Pazar, Kasım 16, 2008

Kendime Giden Yol

Son zamanlarda bilgisayarımın başında yada kalemimle kağıdımın başında pek olamıyorum. Bırak başkasıyla kendimle bile pek baş başa kalamıyorum. Pek iyi bir şey hatta hiç iyi bir şey değil bu durum. Kendimle konuşamamak beni kendime yabancılaştırıyor, robotlaştırıyor sevmiyorum bu durumu. Yakınlaşmak aradaki buzları eritmek istiyorum. Özlüyorum.

Yol bulamıyorum kendime, içimdekine ulaşmaya. Çok zor değil gibi gelse de, aslında o kadar zor ki. Dönüp bi içinize bakar mısınız? Oradaki sizle konuşuyor mu, açıyor mu size içini?

Açıyorsa ne ala tebrik ederim, aman arayı bozmayın.

Ne yapmışım geçmiş Kasım'larda diye bi arşivi dolaşıyım dedim. İşte o zaman anladım kendimden ne kadar uzaklaştığımı. Onları da alıp geldim bugüne, linklerini koyuyorum aşağıya okumak isterseniz diye.

21 Kasım'da yağan kar için yazdıklarım, yılbaşı kartları, koku üzerine yazdıklarım ve maillerden gelen 30'un dan sonraki kadınlar için yazılan hoş bir yazı. -O zamanlar 30 bile değilmişim-

http://dortyaprakliyonca.blogspot.com/2005_11_01_archive.html

http://dortyaprakliyonca.blogspot.com/2006_11_01_archive.html

http://dortyaprakliyonca.blogspot.com/2007_11_01_archive.html

30'larında

Andy Rooney der ki... " Yaşım ilerledikçe, en çok otuz yaşını aşmış bayanlara değer vermeye başladım." İşte bunun sebeplerinden bir kaçı:

Otuz yaşını geçmiş bir kadın asla sizi gecenin bir yarısı uyandırıp "ne düşünüyorsun?" diye sormaz. Umurunda değildir çünkü ne düşündüğünüz.

Eğer otuzunu aşmış bir kadın TV'deki maçı seyretmek istemiyorsa, söylene söylene TV'nin karşısında yanınızda oturmaz. Yapmak istediği bir şeyi yapar. Ve bu genellikle daha enteresan bir şeydir.

Otuz yaşını aşmış bir kadın kendini yeterince iyi tanır ve kendinden emindir... Kim olduğunu, ne olduğunu, ne istediğini, ve kimden istediğini bilir.
Otuzunu aşmış çok az kadın onun hakkında ya da yaptıkları hakkında ne düşündüğünüzü önemser.

Alıştırma yönergeleri →
• A. Kendime Giden Yol yazısına göre yazar, kendisiyle baş başa kalamamayı neden iyi bir durum olarak görmüyor? Metnin gösterdiği gerekçeyi açıklayın.
• B. Kendime Giden Yol yazısında yazar, kar üzerine yazdıklarını hangi tarihte yağan kar için yazmış?
• C. Kendime Giden Yol yazısını son cümlesinin ardından kaldığı yerden sürdürün.

Kayıtlı materyal →
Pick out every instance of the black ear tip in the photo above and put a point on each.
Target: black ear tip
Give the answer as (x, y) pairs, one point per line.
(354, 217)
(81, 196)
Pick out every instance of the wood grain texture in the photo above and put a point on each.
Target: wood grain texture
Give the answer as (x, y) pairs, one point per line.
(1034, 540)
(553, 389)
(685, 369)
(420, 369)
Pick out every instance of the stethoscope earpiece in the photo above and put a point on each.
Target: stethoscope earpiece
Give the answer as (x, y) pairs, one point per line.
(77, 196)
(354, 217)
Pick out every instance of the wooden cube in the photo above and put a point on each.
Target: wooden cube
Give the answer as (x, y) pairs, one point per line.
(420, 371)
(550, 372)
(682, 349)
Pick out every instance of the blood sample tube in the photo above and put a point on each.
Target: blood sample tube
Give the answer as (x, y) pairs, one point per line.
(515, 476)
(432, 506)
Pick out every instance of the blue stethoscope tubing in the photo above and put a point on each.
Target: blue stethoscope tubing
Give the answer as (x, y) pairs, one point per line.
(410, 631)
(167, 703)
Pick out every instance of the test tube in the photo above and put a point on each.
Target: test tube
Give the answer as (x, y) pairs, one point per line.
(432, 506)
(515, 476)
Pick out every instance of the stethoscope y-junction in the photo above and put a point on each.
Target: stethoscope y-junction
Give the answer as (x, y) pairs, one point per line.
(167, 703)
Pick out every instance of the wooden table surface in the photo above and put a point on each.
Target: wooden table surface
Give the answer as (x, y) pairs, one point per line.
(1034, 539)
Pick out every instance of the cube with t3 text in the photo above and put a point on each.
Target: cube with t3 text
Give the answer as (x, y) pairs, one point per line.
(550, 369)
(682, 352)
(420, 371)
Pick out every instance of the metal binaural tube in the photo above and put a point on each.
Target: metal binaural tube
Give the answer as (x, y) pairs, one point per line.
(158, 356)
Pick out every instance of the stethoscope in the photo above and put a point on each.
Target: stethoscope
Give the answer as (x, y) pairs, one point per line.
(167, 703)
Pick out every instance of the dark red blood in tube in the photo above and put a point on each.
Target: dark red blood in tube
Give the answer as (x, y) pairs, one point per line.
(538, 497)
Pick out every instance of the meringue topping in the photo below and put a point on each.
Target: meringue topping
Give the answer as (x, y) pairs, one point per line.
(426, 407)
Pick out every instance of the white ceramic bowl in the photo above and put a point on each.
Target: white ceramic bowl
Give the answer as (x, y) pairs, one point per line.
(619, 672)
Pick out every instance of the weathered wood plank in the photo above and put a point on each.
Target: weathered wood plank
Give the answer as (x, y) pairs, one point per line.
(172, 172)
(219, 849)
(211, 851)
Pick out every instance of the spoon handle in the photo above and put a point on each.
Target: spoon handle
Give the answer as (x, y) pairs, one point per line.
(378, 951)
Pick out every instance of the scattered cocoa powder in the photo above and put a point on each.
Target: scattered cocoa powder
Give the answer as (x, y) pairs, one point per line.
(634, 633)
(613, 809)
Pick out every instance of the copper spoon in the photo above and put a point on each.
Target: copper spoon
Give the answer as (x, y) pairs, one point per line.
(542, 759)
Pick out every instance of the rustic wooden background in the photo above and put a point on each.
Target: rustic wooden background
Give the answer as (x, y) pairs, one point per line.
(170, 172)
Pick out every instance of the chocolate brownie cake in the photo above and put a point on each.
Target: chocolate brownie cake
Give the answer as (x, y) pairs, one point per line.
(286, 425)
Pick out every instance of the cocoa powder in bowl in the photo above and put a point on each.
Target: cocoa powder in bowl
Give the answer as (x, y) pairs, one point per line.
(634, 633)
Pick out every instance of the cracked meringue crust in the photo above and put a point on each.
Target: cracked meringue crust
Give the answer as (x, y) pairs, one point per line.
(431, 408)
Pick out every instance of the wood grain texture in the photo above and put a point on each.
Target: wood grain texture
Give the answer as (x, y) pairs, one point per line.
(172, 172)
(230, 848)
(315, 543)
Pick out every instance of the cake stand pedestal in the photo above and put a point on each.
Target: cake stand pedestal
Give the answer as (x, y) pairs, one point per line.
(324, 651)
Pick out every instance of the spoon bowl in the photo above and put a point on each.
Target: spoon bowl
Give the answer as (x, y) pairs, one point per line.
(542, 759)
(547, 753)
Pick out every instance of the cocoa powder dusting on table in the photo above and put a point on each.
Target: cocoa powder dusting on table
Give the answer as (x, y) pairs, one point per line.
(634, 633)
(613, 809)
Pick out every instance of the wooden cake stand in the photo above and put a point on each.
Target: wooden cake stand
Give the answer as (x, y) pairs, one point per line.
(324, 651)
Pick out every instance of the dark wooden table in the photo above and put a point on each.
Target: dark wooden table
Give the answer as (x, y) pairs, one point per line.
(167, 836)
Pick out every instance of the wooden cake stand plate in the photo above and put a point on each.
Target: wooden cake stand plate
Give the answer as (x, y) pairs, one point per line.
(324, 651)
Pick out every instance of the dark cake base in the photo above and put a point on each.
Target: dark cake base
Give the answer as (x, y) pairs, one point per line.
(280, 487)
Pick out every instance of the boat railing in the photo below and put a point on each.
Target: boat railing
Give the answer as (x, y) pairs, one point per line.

Görev sonuçları →
• A. Yazar, kendisiyle konuşamamanın onu kendine yabancılaştırdığını ve robotlaştırdığını belirtiyor. Bu yüzden durumu sevmiyor ve aradaki buzları eritip kendine yakınlaşmak istiyor.

• B. 21 Kasım'da yağan kar için.

• C.
Otuz yaş üstü kadın çoğunlukla büyük aşklara, ömür boyu sürecek bağlılıklara doymuştur. Hayatında en son ihtiyacı olduğu şey bir başka mızmız, devamlı söylenen, ne yapacağına karışan, yapışkan bir aşıktır.

Otuzunu aşmış kadın, ağırbaşlıdır. Bir operanın ortasında ya da pahalı bir restoranda sizinle çığlık çığlığa kavga etmesi çok nadirdir. Ha tabi hak ettiyseniz, sizi vururken de hiç tereddüt etmez, sonuçlarına katlanmayı da planlayarak...

Otuzunu aşmış kadın övgüler yağdırmakta çok bonkördür, çoğu hak edilmemiş bile olsa... Çünkü takdir edilmemenin ne olduğunu iyi bilir.

Otuzunu aşmış kadın sizi bayan arkadaşlarıyla rahatlıkla tanıştıracak kadar kendine güvenir. Daha genç bir kadın, en iyi arkadaşını bile görmezlikten gelebilir, yanındaki adama güvenmediği için.

Otuz yaşın üstündeki kadın sizin onun arkadaşına ilgi duymanızı hiç önemsemez, arkadaşının onun aldatmayacağını bilir.

Kadınlar yaşları ilerledikçe medyumlaşırlar. Ona günah çıkarmanıza hiç gerek yoktur, onlar her bir haltınızı bilirler.

Otuz yaşını aşmış bir kadın kıpkırmızı bir ruj sürdüğünde bu ona çok yakışır. Ama daha genç kadınlarda böyle değildir.

Otuz üstü kadınlar açık sözlü, doğrucu ve dürüsttürler. Ne kadar geri zekalı olduğunuzu bir çırpıda açık açık söyleyiverir, eğer bir geri zekalı gibi davrandıysanız. Onun için ne anlam taşıdığınızı merak etmenize gerek yoktur.

3 yorum:

Adsız dedi ki...

Ama Yonca'cim,

Yazilarindan birinde soyle yazmissin "sonbaharla birlikte bende ki mutsuzluk sendromu ortaya çıkar. Ta ki kar yağmaya başlayana kadar." hadi kar yagsin hemen.

Dört Yapraklı Yonca dedi ki...

Ama Hande'cim hala güneş var. Ben henüz kara hazır değilim, daha çok pastırma yazı uzasa modundayım :)

Asortik Krep dedi ki...

Otuzlu yaşlar bence güzelmiş :))

Gerçekten bir dönüm noktası..Umarım kırklar içinde böyle yaklaşımlarda bulunabilecek günlerimiz olur..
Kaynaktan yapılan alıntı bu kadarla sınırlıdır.